PROBLEM DESCRIPTION: Can you return every one of the records below line for line, with nothing altered?
"""
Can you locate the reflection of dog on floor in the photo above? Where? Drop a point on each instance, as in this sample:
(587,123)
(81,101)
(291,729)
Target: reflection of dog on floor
"""
COMPLETE ANSWER:
Can you locate the reflection of dog on floor in the photo above? Where? Drop a point on each instance, as in this sample:
(587,123)
(81,101)
(291,729)
Target: reflection of dog on floor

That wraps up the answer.